Reproduce every one of the rows below word for word, changing nothing.

====== GIVEN RECORDS

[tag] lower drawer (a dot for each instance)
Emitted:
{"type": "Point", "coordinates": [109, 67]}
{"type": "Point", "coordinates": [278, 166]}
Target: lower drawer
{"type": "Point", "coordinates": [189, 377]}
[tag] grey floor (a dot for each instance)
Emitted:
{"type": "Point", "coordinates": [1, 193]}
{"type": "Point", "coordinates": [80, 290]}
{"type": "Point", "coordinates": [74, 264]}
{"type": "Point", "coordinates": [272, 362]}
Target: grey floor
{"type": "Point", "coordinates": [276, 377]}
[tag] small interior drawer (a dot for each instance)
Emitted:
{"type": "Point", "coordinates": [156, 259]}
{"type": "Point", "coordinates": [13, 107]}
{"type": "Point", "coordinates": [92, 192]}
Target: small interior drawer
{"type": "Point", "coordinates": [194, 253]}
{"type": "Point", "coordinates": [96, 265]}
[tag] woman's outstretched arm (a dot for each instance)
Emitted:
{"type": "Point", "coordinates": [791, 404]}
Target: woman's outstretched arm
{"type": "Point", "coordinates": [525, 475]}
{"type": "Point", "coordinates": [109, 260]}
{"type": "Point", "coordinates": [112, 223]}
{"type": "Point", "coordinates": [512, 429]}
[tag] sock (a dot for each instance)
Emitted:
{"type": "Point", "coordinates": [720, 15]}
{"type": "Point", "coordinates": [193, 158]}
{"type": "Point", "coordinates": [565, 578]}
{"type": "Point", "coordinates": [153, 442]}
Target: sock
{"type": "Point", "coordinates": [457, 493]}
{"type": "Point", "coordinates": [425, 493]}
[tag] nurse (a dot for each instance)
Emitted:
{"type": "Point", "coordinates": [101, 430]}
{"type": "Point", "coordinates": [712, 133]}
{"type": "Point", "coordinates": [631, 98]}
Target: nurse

============

TASK RESULT
[tag] lower drawer (a dot for each instance)
Emitted:
{"type": "Point", "coordinates": [109, 67]}
{"type": "Point", "coordinates": [278, 166]}
Target: lower drawer
{"type": "Point", "coordinates": [189, 377]}
[tag] grey floor (a dot for each instance)
Emitted:
{"type": "Point", "coordinates": [1, 193]}
{"type": "Point", "coordinates": [80, 290]}
{"type": "Point", "coordinates": [74, 264]}
{"type": "Point", "coordinates": [272, 362]}
Target: grey floor
{"type": "Point", "coordinates": [276, 377]}
[tag] small interior drawer (a dot for each instance)
Emitted:
{"type": "Point", "coordinates": [156, 259]}
{"type": "Point", "coordinates": [13, 107]}
{"type": "Point", "coordinates": [92, 192]}
Target: small interior drawer
{"type": "Point", "coordinates": [194, 253]}
{"type": "Point", "coordinates": [96, 265]}
[tag] woman's outstretched arm (a dot for each instance)
Emitted:
{"type": "Point", "coordinates": [791, 404]}
Target: woman's outstretched arm
{"type": "Point", "coordinates": [525, 475]}
{"type": "Point", "coordinates": [109, 260]}
{"type": "Point", "coordinates": [112, 223]}
{"type": "Point", "coordinates": [512, 429]}
[tag] sock (a dot for each instance)
Emitted:
{"type": "Point", "coordinates": [720, 15]}
{"type": "Point", "coordinates": [193, 158]}
{"type": "Point", "coordinates": [565, 578]}
{"type": "Point", "coordinates": [153, 442]}
Target: sock
{"type": "Point", "coordinates": [457, 493]}
{"type": "Point", "coordinates": [425, 493]}
[tag] nurse (a dot for each instance)
Emitted:
{"type": "Point", "coordinates": [101, 430]}
{"type": "Point", "coordinates": [712, 133]}
{"type": "Point", "coordinates": [631, 98]}
Target: nurse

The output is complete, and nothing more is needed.